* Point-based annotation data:
▼
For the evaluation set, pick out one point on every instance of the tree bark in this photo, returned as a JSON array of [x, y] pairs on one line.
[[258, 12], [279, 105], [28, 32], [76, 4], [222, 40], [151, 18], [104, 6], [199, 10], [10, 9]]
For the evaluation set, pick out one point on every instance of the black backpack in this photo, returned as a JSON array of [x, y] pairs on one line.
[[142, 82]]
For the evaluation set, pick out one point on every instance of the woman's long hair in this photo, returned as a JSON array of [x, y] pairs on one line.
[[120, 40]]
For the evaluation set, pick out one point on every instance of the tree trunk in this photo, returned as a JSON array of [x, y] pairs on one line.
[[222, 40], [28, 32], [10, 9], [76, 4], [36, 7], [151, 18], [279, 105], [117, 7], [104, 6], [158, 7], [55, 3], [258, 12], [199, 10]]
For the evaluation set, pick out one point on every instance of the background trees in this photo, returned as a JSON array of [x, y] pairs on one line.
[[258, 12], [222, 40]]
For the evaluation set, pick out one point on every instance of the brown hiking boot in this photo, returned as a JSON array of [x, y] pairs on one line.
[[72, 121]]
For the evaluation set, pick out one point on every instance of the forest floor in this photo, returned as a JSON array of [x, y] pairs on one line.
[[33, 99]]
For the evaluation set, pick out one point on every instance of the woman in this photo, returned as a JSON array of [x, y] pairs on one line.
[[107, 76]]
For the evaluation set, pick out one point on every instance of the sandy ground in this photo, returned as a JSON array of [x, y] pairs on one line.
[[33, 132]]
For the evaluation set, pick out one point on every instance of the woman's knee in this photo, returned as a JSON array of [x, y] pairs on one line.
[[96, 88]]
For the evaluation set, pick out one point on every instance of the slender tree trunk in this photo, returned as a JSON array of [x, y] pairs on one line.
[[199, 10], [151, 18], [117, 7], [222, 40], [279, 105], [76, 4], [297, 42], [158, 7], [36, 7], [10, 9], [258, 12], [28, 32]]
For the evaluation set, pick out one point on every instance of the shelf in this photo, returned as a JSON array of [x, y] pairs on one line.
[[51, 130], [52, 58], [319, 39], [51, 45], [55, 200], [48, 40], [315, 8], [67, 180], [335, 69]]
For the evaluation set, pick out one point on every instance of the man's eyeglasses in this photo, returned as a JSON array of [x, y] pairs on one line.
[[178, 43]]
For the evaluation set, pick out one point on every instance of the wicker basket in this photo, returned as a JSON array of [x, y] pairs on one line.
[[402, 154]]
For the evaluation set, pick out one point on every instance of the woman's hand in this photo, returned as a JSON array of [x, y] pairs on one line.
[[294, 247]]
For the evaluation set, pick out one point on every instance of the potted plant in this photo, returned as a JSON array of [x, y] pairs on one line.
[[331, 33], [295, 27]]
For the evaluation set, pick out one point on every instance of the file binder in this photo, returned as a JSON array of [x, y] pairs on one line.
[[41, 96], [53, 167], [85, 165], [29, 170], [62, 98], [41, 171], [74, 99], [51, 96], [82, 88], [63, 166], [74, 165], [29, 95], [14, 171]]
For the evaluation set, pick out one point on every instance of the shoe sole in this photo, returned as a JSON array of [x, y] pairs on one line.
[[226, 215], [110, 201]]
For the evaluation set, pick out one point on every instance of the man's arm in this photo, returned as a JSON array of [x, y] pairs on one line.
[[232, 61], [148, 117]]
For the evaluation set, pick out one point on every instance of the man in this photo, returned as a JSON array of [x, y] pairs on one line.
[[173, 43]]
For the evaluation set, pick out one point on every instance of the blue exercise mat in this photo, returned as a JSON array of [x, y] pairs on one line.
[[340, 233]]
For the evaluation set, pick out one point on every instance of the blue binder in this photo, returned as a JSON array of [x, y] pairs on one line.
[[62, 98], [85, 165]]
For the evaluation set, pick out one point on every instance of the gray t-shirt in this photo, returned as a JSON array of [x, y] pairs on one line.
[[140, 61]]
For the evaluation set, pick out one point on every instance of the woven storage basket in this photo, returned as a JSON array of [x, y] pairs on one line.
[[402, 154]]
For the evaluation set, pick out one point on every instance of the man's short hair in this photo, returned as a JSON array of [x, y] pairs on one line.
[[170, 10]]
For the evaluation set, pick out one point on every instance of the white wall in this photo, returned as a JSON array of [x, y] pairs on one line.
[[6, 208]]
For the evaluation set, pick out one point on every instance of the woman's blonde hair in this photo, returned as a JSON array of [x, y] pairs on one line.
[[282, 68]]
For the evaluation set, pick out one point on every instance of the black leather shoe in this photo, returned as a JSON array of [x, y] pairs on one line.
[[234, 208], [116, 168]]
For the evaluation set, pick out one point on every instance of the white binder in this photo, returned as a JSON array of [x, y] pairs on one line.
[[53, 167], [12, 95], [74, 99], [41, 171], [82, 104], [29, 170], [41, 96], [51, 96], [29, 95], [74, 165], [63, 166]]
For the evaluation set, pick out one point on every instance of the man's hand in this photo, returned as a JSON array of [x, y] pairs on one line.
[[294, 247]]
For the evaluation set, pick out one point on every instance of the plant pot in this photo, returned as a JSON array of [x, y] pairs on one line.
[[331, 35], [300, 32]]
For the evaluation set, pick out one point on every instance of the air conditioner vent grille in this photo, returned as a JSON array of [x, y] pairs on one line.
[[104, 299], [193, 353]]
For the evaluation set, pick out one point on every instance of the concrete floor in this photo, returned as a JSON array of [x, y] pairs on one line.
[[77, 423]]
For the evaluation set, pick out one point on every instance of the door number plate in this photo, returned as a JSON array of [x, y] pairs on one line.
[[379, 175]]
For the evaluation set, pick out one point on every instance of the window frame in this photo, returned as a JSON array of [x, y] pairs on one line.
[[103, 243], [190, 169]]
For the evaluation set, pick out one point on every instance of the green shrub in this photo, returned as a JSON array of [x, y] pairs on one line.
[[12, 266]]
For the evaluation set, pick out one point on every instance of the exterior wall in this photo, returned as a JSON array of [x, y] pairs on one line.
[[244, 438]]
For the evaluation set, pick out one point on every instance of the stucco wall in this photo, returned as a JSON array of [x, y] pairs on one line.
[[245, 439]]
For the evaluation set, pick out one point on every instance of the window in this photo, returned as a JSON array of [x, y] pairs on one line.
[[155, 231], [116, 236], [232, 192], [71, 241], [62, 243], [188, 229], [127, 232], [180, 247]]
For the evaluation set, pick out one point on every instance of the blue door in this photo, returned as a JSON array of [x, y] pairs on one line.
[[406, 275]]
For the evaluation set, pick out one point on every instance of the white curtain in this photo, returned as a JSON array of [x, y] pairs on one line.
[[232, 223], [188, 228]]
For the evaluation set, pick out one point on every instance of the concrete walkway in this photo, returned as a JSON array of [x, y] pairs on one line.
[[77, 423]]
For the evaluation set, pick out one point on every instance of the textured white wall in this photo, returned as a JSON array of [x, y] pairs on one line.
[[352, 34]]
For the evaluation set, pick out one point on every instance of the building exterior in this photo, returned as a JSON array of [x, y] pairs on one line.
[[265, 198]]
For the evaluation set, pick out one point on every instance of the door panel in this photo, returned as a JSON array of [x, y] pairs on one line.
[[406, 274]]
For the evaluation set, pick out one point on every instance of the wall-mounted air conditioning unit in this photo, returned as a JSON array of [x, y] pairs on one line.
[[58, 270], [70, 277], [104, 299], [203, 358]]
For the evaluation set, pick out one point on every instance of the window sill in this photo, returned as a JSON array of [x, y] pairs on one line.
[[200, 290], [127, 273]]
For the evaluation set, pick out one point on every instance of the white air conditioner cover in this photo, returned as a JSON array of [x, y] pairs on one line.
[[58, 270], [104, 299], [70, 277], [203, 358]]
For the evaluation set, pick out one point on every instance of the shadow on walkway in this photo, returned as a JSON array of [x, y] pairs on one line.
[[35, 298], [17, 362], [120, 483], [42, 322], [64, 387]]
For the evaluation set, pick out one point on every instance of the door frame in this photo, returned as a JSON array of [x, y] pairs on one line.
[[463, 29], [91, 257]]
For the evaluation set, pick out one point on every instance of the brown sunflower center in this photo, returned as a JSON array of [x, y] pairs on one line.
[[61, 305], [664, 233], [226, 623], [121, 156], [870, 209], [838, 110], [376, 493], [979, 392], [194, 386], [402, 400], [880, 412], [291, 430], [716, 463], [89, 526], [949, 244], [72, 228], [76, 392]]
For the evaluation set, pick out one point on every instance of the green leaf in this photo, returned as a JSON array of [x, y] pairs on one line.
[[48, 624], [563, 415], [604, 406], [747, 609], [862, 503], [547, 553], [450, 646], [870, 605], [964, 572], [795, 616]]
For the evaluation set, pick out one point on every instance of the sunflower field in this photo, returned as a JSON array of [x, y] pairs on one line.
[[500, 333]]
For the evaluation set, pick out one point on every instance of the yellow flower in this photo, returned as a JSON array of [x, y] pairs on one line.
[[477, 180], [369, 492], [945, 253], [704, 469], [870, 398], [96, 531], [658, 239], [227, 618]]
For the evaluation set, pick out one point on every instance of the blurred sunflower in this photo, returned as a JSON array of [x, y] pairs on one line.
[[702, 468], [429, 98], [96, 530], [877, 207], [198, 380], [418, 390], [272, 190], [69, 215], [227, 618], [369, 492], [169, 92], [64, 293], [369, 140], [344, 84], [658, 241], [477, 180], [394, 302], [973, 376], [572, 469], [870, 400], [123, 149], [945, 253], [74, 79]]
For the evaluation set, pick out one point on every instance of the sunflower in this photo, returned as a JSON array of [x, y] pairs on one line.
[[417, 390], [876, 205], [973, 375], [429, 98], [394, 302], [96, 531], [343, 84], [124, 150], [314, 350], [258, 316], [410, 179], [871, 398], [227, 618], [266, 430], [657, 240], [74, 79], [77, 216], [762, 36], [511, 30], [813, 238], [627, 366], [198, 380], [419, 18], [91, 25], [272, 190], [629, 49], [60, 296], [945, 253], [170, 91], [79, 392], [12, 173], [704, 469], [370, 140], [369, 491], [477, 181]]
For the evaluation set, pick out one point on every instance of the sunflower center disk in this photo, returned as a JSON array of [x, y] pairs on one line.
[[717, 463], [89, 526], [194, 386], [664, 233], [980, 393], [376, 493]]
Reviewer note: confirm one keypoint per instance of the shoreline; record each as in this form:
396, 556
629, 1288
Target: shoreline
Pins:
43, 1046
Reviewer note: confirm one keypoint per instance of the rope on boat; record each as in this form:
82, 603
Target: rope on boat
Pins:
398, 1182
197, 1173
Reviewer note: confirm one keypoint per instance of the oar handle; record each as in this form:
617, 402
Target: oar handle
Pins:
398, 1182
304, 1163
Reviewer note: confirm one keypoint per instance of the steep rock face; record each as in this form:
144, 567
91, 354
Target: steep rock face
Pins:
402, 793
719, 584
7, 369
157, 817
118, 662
▲
Reproduce the lines from the one containing "the door frame" through the one containing "[[463, 29], [91, 257]]", inclusive, swapping "door frame" for "window frame" and leaving everything else untouched.

For the evaluation set, pick out one point on every instance of the window frame in this photo, returned as a JSON array of [x, y] pairs on one line.
[[463, 29], [91, 257]]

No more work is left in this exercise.